Activity: When you give the entries again, keep every word as it stands and drop the pictures.

Provided data:
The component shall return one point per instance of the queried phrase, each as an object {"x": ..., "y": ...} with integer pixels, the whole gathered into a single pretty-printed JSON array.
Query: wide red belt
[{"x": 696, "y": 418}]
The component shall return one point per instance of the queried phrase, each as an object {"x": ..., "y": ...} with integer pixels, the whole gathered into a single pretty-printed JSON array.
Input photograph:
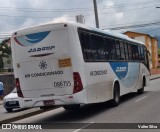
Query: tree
[{"x": 5, "y": 51}]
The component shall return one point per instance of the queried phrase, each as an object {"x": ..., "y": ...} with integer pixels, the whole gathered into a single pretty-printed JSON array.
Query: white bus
[{"x": 70, "y": 64}]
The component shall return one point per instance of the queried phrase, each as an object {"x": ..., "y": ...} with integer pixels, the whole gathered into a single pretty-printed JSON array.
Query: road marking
[
  {"x": 83, "y": 127},
  {"x": 141, "y": 99}
]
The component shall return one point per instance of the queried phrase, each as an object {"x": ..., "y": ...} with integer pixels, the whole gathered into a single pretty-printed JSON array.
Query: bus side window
[
  {"x": 126, "y": 51},
  {"x": 86, "y": 46},
  {"x": 118, "y": 50},
  {"x": 112, "y": 48},
  {"x": 98, "y": 47},
  {"x": 122, "y": 50},
  {"x": 108, "y": 48},
  {"x": 130, "y": 52},
  {"x": 139, "y": 52}
]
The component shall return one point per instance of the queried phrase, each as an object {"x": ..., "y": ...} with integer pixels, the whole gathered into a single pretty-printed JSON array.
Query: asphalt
[
  {"x": 156, "y": 76},
  {"x": 35, "y": 111}
]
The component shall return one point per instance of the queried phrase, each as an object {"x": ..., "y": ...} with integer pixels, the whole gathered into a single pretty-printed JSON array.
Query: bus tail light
[
  {"x": 77, "y": 83},
  {"x": 19, "y": 91}
]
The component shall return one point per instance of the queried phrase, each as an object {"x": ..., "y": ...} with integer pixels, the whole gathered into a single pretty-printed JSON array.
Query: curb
[{"x": 13, "y": 119}]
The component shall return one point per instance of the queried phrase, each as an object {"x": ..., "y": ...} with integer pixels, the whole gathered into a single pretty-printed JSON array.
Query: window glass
[
  {"x": 86, "y": 46},
  {"x": 122, "y": 51},
  {"x": 126, "y": 51},
  {"x": 112, "y": 48},
  {"x": 98, "y": 47}
]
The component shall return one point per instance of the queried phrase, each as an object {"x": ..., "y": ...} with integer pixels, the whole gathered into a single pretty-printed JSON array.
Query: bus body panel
[
  {"x": 40, "y": 59},
  {"x": 46, "y": 69}
]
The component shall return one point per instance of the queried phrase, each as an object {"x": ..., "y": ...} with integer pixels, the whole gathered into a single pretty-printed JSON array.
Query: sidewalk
[{"x": 156, "y": 76}]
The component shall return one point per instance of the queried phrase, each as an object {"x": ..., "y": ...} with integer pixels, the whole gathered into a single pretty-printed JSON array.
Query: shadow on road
[{"x": 86, "y": 111}]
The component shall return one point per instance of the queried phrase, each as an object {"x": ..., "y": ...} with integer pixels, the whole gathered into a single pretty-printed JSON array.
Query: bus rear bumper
[{"x": 77, "y": 98}]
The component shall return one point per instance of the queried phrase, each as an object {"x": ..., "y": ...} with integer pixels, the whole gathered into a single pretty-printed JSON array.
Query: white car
[{"x": 12, "y": 101}]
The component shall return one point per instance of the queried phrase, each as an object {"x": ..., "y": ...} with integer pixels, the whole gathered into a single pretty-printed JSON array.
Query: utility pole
[{"x": 96, "y": 13}]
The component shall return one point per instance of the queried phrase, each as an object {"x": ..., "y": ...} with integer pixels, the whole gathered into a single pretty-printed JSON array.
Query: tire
[
  {"x": 9, "y": 109},
  {"x": 71, "y": 107},
  {"x": 141, "y": 91},
  {"x": 116, "y": 95}
]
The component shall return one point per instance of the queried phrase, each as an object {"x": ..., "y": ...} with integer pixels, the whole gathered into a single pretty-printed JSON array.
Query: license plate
[
  {"x": 12, "y": 102},
  {"x": 48, "y": 102}
]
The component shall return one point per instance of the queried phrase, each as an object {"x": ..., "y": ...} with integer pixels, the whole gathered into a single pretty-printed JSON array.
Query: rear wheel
[
  {"x": 141, "y": 91},
  {"x": 9, "y": 109},
  {"x": 116, "y": 95},
  {"x": 71, "y": 107}
]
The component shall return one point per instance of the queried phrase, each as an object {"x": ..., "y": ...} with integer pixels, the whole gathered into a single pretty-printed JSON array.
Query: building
[{"x": 151, "y": 44}]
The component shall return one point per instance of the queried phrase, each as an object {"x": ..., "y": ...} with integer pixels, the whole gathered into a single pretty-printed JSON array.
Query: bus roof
[{"x": 107, "y": 32}]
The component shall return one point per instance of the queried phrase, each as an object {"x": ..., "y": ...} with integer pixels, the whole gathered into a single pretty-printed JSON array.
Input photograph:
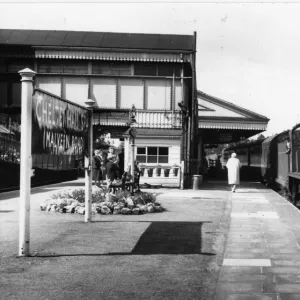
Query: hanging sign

Answer for the task:
The component shall return one point per instance of the queried phrase, each as an object {"x": ..., "y": ...} with integer pixels, the whole gathered into a single pretty-printed JSON array.
Query: wide red belt
[{"x": 696, "y": 418}]
The component shall return one point per instance of the queried phrase, each as an object {"x": ..., "y": ...} with integer pixels, the whole gathered into a single pretty-printed JSON array.
Input photograph:
Query: tree
[{"x": 5, "y": 51}]
The component shall return one point per instance of the queried phrase, each as an object {"x": ..., "y": ...} with integer pixels, the whole gathered into a single pretty-printed JSON array.
Query: white bus
[{"x": 70, "y": 64}]
The component shall return one point per instance of the queried phrase, each as an object {"x": ..., "y": ...} with integer pixels, the whole gathered into a single pretty-printed JSON array.
Query: road marking
[
  {"x": 83, "y": 127},
  {"x": 141, "y": 99}
]
The component shall return one point per instance of the queried phrase, each as an object {"x": ..., "y": ...} with integer pixels, the whole gathered into a single pretty-printed JSON array.
Query: bus side window
[
  {"x": 126, "y": 51},
  {"x": 86, "y": 46},
  {"x": 118, "y": 50},
  {"x": 112, "y": 48},
  {"x": 98, "y": 47},
  {"x": 122, "y": 50},
  {"x": 108, "y": 48},
  {"x": 130, "y": 52},
  {"x": 139, "y": 52}
]
The component shall return one point per instance of the queried phrase, each as an object {"x": ..., "y": ...} with integer pixels, the whole gathered into a single pretty-printed JSON array.
Query: asphalt
[
  {"x": 156, "y": 76},
  {"x": 35, "y": 111}
]
The component shall return one point per instance of the queried phrase, each as an object {"x": ..., "y": ...} with integer pixels, the whole gathered into a single pretty-printed JSON array.
Query: bus tail light
[
  {"x": 77, "y": 83},
  {"x": 19, "y": 91}
]
The component shall return one point per instance of the queried phrase, each as an object {"x": ..., "y": ...} with integer pixels, the whole gathered into a single pretty-printed JSON array.
Query: curb
[{"x": 13, "y": 119}]
The component shall return one point per instance of the queried phrase, each as an object {"x": ..., "y": ...} with integer pixels, the whole gathered into a single pretty-printed JSON array.
Query: window glass
[
  {"x": 86, "y": 46},
  {"x": 122, "y": 51},
  {"x": 126, "y": 51},
  {"x": 112, "y": 48},
  {"x": 98, "y": 47}
]
The component shall return one point per instance of the queried phrase, each as an object {"x": ..., "y": ...} with integer pixels, the whole gathered into a single pretty-printed JSON array.
Query: bus body panel
[
  {"x": 40, "y": 59},
  {"x": 46, "y": 69}
]
The component shall return one point per instance of the queried phrase, each as an object {"x": ..., "y": ...} with integer pixels, the whole gathered into a single pretty-printed JSON array.
Query: sidewalk
[{"x": 156, "y": 76}]
The component shall return one point per instance of the queried phrase, each as an object {"x": ..., "y": ...} with integer pixels, the whole gathered into a single pretty-printed JSON array.
Query: shadow on road
[{"x": 86, "y": 111}]
The component shall return one point per instance of the queried phrase, each as an object {"x": ..., "y": ...} with integer pixels, the whole gathered into a single pretty-printed JSON array.
Query: bus rear bumper
[{"x": 77, "y": 98}]
The component shall return one point per instance of the queried phrase, each as an object {"x": ..., "y": ...} with integer pixels, the whole gathered into a single pretty-printed JSON array.
Query: white car
[{"x": 12, "y": 101}]
The component shall return one point per instance of the queried phrase, each as an object {"x": ..., "y": ...} with integer pixels, the whole gathered into a single pretty-printed JSON array.
Query: utility pole
[{"x": 96, "y": 13}]
The component shall return one point per instance of the queried phrase, each as an object {"x": ..., "y": ...} with integer pixels, the whole gathered into a single pretty-printed JSON array.
Query: tire
[
  {"x": 9, "y": 109},
  {"x": 71, "y": 107},
  {"x": 141, "y": 91},
  {"x": 116, "y": 95}
]
The component shall return one point per instance of the queried phrase, each as an object {"x": ..., "y": ...} with integer pixels, the whole gathered into a single pretty-printed JSON array.
Query: license plate
[
  {"x": 12, "y": 102},
  {"x": 48, "y": 102}
]
The component shall return one point per instance of the queried phrase, each as an object {"x": ..., "y": ...} with integer pixels, the whole gathered into a single pretty-printed JSON array.
Query: rear wheel
[
  {"x": 141, "y": 91},
  {"x": 9, "y": 109},
  {"x": 116, "y": 95},
  {"x": 71, "y": 107}
]
The component shall return one point per instance of the queried phrase, each as an object {"x": ..., "y": ...} with integer pixels, the whole gathered into a single pretty-printed JSON array.
Query: building
[{"x": 151, "y": 44}]
The component shall return one point per instance of the queried phrase, each as an object {"x": ..., "y": ...} with integer pixels, the whole gathered into a single pretty-printed JSON array.
Query: bus roof
[{"x": 107, "y": 32}]
The component shall return one point per instance of the queried phrase, each as an object {"x": ..., "y": ...} with integer pixels, the whole gathered into a single pretty-printed JSON array.
Input photograph:
Query: hanging sign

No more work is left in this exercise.